== Supplied data

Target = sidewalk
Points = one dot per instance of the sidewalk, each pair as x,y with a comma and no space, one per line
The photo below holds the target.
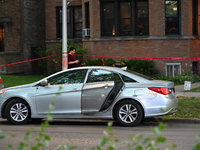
180,88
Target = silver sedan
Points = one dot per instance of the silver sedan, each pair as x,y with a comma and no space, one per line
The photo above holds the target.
95,92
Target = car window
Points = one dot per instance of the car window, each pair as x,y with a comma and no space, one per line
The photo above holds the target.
100,76
127,79
68,77
139,74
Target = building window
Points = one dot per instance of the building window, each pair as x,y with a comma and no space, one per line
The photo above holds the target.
1,38
124,18
173,69
195,17
74,22
172,17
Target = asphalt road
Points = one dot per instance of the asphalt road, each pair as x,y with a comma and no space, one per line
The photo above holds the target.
86,134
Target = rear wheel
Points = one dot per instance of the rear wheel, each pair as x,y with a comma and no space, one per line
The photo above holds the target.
17,112
128,113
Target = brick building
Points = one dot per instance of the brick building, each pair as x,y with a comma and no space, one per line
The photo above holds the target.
136,28
22,29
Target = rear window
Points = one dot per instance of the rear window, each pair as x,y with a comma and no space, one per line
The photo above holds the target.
139,74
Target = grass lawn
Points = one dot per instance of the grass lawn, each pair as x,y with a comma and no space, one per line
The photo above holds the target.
188,107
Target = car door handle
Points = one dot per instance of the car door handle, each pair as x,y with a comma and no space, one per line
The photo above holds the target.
74,89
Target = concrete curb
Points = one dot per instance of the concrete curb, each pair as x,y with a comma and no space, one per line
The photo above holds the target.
185,120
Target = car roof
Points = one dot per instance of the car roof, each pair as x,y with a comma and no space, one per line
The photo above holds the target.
135,75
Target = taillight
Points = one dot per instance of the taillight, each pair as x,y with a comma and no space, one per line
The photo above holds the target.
161,90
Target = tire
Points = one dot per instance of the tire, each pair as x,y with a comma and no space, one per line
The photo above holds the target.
18,112
128,113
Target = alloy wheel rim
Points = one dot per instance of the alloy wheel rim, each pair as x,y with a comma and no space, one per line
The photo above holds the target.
128,113
19,112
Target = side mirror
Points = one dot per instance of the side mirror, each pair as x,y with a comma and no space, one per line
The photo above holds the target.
44,82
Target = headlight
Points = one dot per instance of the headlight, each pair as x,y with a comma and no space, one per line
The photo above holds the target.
2,91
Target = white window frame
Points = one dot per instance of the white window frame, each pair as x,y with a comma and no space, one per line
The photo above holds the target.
173,68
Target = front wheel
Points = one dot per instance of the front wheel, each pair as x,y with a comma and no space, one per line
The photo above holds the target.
17,112
128,113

====

• How to complete this task: Without the pictures, print the whole listing exactly as given.

• Result below:
Target = sidewalk
Points = one dot per instance of the sidewalk, each pair as x,y with a comma and no space, one per line
The photo below holds the target.
180,88
Target = silver sedan
Points = one dot per instance of the silver sedan, each pair as x,y with a comma and no space, one per line
The photo above holds the target.
95,92
Target = car window
Points = one dot per instance of the car window, each pair as x,y with a comma and no space, one per line
The photo above holds the target.
100,76
127,79
68,77
139,74
Target = building window
Points = one dot per instance of the building window, each pair as x,y with a comma and no space, one per line
The photo above holds the target.
1,38
124,18
173,69
195,17
74,22
172,17
Target = asphalt road
Points = one dot per instance of the asphalt road, each pair as x,y with a comma and no space, one per line
The photo above holds the target.
86,134
Target = rear wheel
Points = one dot per instance of the rear wheel, each pair as x,y with a comma and no space, one per line
The photo above holds the target.
17,112
128,113
Target = brick building
Points = one dot per instance of the brick building, each pair as x,y with a comma and no space, one per line
The photo above holds the target.
136,28
22,29
Target = rear window
Points = one dot per instance of the rear window, each pair as x,y with a comma and no space, one per line
The photo above holds the target.
139,74
Target = grass lawn
Points = one dot per instance of the grass lawn, each pair as x,y with a comma and no space, one per line
The photo above holds the target.
188,107
Target = car door handle
Points = one dot per instance of the car door handle, each pair as x,y with a comma and no space, one per line
The photo above holds the target.
74,89
Target = concrete curb
Points = one dot per instance of the concrete curb, each pair as x,y with a comma and no space, one per line
The photo above holds the target.
185,120
Target = car roof
Points = one dot per instance of the car roof, each pair as x,y with a comma and no space, one per line
The photo above holds the target.
135,75
Target = taillight
Points = one dot per instance of the taillight, each pair as x,y with a comma and no space, one per line
The photo above holds the target.
161,90
Target = tire
Points = one dot per instance of the tire, each pair as x,y with a comma and no space, one per line
The photo above holds the target.
18,112
128,113
Target = alloy wheel rim
Points = one dot per instance of the alloy wheel rim, each pair as x,y with a comma and no space, one per line
The photo above holds the target.
128,113
19,112
Target = side mirror
Points = one dot per instance of the side mirror, each pair as x,y with a comma and no space, one per line
The photo above holds the target.
44,82
Target = headlight
Points = one dot per instance of the headlight, each pair as x,y with a comma and no space, one per line
The photo above holds the target.
2,91
Target = white window frame
Points = one dot per instance of the white window frame, each pair as x,y with a comma and no space, one per line
The photo above holds the target.
173,68
Target = front wheel
Points = one dot per instance of the front wheel, each pair as x,y with a comma and no space, one per line
The photo above holds the target.
17,112
128,113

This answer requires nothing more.